Top of GIVEN DATA

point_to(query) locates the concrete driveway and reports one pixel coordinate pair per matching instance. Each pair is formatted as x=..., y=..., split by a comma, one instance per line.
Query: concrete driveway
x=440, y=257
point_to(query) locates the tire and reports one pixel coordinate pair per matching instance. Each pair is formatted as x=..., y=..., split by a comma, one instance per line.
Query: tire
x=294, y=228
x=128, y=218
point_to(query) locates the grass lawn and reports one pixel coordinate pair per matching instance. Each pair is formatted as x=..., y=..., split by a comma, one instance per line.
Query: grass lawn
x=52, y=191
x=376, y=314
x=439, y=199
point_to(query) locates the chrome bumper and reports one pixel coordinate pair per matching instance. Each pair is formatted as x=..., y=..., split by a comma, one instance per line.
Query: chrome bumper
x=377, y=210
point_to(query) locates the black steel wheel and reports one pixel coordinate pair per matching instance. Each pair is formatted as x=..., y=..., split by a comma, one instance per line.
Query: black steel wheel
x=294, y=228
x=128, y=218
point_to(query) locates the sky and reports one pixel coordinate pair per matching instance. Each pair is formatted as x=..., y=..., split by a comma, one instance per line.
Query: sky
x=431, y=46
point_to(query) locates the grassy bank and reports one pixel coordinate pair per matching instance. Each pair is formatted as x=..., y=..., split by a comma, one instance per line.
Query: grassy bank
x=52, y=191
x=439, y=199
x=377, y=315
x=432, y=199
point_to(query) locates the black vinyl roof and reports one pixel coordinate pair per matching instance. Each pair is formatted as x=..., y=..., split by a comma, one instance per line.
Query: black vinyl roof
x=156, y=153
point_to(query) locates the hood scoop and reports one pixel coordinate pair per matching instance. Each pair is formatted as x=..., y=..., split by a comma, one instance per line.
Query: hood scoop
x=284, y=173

Bottom of GIVEN DATA

Extract all of the data above and output it character for character.

point_to(query) locates the concrete driveway and reports one pixel coordinate pair per matching instance. Each pair is formatted as x=..., y=..., split by a comma, one instance per line.
Query: concrete driveway
x=440, y=257
point_to(query) locates the tire and reports one pixel coordinate pair per matching instance. Each pair is formatted as x=..., y=..., split by a comma, one instance per line.
Query: tire
x=294, y=228
x=128, y=218
point_to(query) locates the grass lawn and reports one pixel coordinate pair per matching instance. Each pair is formatted as x=..., y=..., split by a comma, one instance per line.
Query: grass lawn
x=52, y=191
x=376, y=314
x=439, y=199
point_to(query) locates the chrome bumper and reports one pixel coordinate pair per matching instance. Each pair is formatted as x=..., y=..., split by a comma, one instance per line.
Query: chrome bumper
x=377, y=210
point_to(query) locates the black steel wheel and reports one pixel coordinate pair per matching instance. Each pair is formatted as x=..., y=..., split by a comma, one instance per line.
Query: black steel wheel
x=294, y=228
x=128, y=218
point_to(query) locates the sky and reports one pixel coordinate pair per matching instance. Each pair is formatted as x=..., y=..., split by a comma, one instance per line.
Query: sky
x=431, y=46
point_to(query) locates the grassy bank and reports one pixel coordinate pair per matching instance. Each pair is formatted as x=..., y=..., split by a comma, one instance per line.
Query: grassy bank
x=52, y=191
x=439, y=199
x=377, y=315
x=432, y=199
point_to(query) locates the black vinyl roof and reports one pixel coordinate pair per matching instance. Each pair is formatted as x=..., y=..., split by a comma, one instance per line.
Query: black vinyl roof
x=156, y=153
point_to(query) locates the hood scoop and reports one pixel coordinate pair per matching instance. Each pair is formatted as x=..., y=..., split by a comma, one instance per line.
Query: hood scoop
x=284, y=173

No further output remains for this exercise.